→ Activity list
1. Repeat verbatim the part of the local LLM summarization passage that opens with the words containing "Cost of ownership" and closes with "and Croissant-LLM specifically.".
2. Write the next portion of the local LLM summarization passage, picking up after its final sentence.

→ Document passage
********
For programmatic access, our BestLLMfor public benchmark API (CC BY 4.0) exposes all 24 benchmark documents and reference summaries — useful if you want to reproduce the scores on your own setup. The quelllm-mcp open-source server wraps Ollama with a Model Context Protocol interface that handles chunking and KV-cache management automatically.

What about RAG instead of long context?

For Q&A and lookup, RAG wins on cost and latency. For summarization, it loses badly. We compared single-pass Qwen3 32B at 96K context against a RAG pipeline (BGE-M3 embeddings, top-20 chunks, same model as generator): RAG scored 0.347 ROUGE-L versus 0.412 single-pass — a 16% drop. The reason is intuitive: summarization needs global coherence, and retrieval throws away structure. Use RAG when the user has a question; use long-context summarization when the user wants the gist.

The recent HERA paper (Feb 2025) proposes a middle path — context packaging and reordering before summarization — that pushes ROUGE-L up another 4-6 points on multi-document inputs. We're integrating it into the next benchmark cycle.

Cost of ownership versus API alternatives

SetupUpfront costCost per 200-page docPrivacyLatency
RTX 4090 + Qwen3 32B$1,800$0.003 (electricity)Full local60 s
RTX 4070 Ti + Gemma 3 12B$900$0.002Full local40 s
Claude Sonnet 4.6 API$0$0.31API processor15 s
GPT-5 API$0$0.42API processor22 s

Break-even for the RTX 4090 setup is around 5,800 documents — roughly 16 documents a day for a year. For high-volume regulated workloads (legal, healthcare, finance), the privacy story alone justifies local from day one. For French-language workflows, the parallel guide on quelllm.fr covers Mistral and Croissant-LLM specifically.

Frequently Asked Questions

Can I really summarize a 400-page PDF on a single consumer GPU?

Yes, but not in a single pass on 24 GB. A 400-page document is roughly 180-220K tokens, which exceeds the usable context of every consumer-tier model we tested. Use map-reduce chunking (8K chunks with 400-token overlap), summarize each, then ask Qwen3 32B to synthesize a final summary from the chunk summaries. Total time: 4-7 minutes on an RTX 4090.
********
→ Given information
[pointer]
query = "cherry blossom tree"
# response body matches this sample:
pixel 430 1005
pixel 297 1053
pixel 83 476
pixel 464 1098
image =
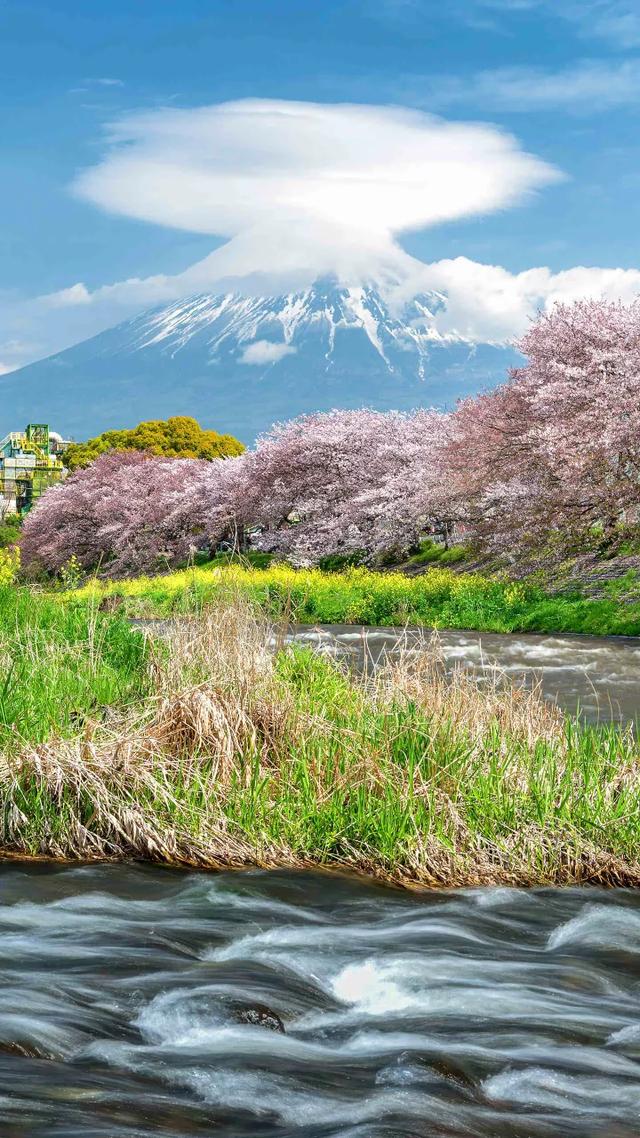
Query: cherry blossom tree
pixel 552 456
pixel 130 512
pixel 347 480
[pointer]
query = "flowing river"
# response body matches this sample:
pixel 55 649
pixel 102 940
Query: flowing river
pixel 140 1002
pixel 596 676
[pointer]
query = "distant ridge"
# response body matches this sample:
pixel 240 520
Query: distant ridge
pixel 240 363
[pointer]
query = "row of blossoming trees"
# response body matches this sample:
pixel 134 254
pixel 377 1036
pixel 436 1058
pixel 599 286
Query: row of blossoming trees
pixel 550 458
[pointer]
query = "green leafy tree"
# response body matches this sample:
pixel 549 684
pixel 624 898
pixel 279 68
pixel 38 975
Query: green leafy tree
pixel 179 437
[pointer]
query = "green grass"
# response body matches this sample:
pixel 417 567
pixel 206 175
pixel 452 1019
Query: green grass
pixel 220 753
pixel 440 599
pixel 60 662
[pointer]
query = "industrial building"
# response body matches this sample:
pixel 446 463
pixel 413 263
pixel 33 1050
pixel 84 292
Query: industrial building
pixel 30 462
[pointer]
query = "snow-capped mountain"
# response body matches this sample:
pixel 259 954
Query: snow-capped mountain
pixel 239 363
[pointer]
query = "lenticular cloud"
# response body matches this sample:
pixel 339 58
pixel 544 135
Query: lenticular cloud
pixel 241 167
********
→ Responses in order
1.
Cost of ownership versus API alternatives

SetupUpfront costCost per 200-page docPrivacyLatency
RTX 4090 + Qwen3 32B$1,800$0.003 (electricity)Full local60 s
RTX 4070 Ti + Gemma 3 12B$900$0.002Full local40 s
Claude Sonnet 4.6 API$0$0.31API processor15 s
GPT-5 API$0$0.42API processor22 s

Break-even for the RTX 4090 setup is around 5,800 documents — roughly 16 documents a day for a year. For high-volume regulated workloads (legal, healthcare, finance), the privacy story alone justifies local from day one. For French-language workflows, the parallel guide on quelllm.fr covers Mistral and Croissant-LLM specifically.

2.
Is Qwen3 32B really better than Llama 3.3 70B for this?

For summarization specifically, the difference is 0.006 ROUGE-L points and 1.8 recall points in favor of Llama. Llama 3.3 70B does have lower hallucination rates (1.4% vs 2.1%), so for high-stakes legal or medical summaries it remains the safer choice if you have 48GB+ VRAM. For everything else, Qwen3 32B is the better value.

Why not just use Claude or GPT for summarization?

Three reasons: privacy (the document never leaves your machine), cost at volume (break-even around 5,800 documents), and reproducibility (your local model doesn't get silently updated). For one-off summaries of non-sensitive documents, the APIs are faster and cheaper per-call.

Does KV-cache quantization hurt summary quality?

Barely. We measured a 0.7-point ROUGE-L drop using Q4 KV-cache versus FP16 on Qwen3 32B at 96K context. The memory savings (roughly 4×) are usually worth it. Avoid Q4 KV-cache on Gemma 3 — its sliding-window attention is more sensitive and we saw a 2.3-point drop.

What about Mistral Large 2 or Command R+?

Both are excellent but require 64GB+ VRAM at usable quantizations, which puts them outside the consumer tier this guide targets. Command R+ in particular has strong long-context performance — if you have access to dual A6000s or an H100, it's competitive with Llama 3.3 70B.

Verdict

If you have 24 GB of VRAM, install Qwen3 32B at Q4_K_M today — it is the best local summarization model of 2026, full stop. If you have 16 GB, Gemma 3 12B at Q5_K_M will get you 90% of the quality at half the memory. If you have 8 GB, Qwen3 8B with map-reduce chunking is the only model worth your time at that tier. Skip Llama 3.3 70B unless hallucination control is critical and you have the hardware to run it cleanly.